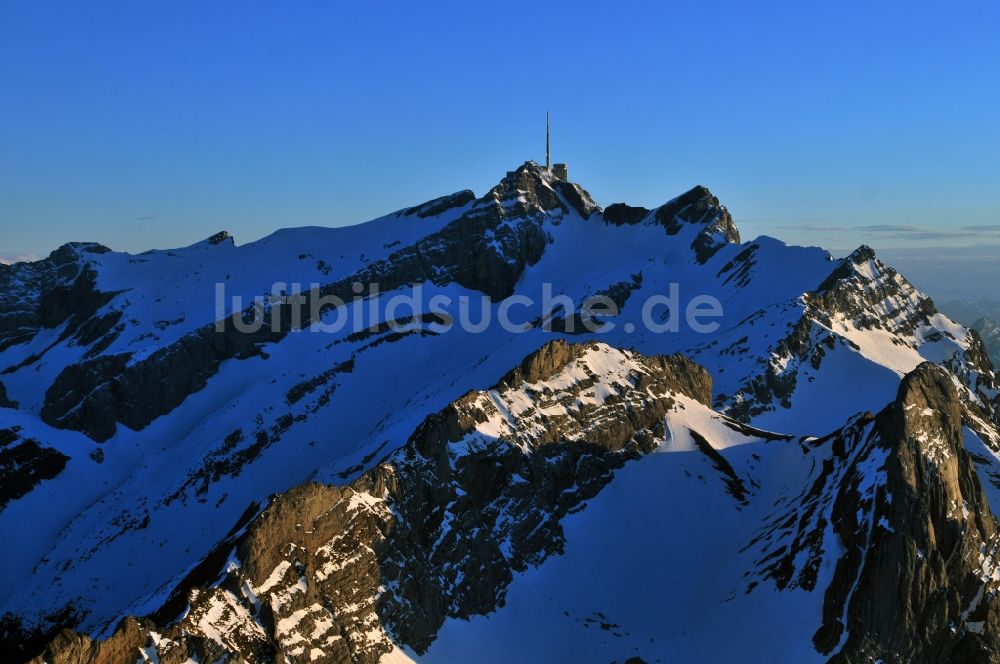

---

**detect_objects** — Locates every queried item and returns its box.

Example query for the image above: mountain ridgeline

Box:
[0,162,1000,663]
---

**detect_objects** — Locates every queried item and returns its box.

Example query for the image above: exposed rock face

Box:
[716,245,960,421]
[654,185,740,263]
[972,317,1000,366]
[604,203,649,226]
[29,341,711,663]
[0,427,69,510]
[0,382,17,408]
[0,243,117,350]
[403,189,476,219]
[749,363,1000,662]
[42,163,565,441]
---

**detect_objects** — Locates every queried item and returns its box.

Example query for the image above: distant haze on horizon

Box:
[0,2,1000,299]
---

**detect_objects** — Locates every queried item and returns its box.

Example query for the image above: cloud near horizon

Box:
[736,219,1000,241]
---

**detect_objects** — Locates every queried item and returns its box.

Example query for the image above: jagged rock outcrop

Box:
[972,317,1000,366]
[35,163,565,441]
[29,341,711,664]
[603,203,649,226]
[654,185,740,263]
[0,382,17,408]
[716,245,952,421]
[768,363,1000,662]
[402,189,476,219]
[0,242,118,360]
[0,427,69,510]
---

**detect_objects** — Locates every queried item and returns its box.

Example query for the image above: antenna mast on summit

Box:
[545,111,551,170]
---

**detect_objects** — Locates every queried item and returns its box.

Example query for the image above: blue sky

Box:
[0,0,1000,296]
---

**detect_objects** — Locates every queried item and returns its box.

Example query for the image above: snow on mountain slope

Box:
[0,163,1000,660]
■ ■ ■ ■
■ PROBLEM REQUIREMENTS:
Which lines in the items above contain the word "horizon"? Pull out each of them in full.

■ SOLVED EXERCISE:
Example query for the image above: distant haze on horizon
Example query for the image above: cloud near horizon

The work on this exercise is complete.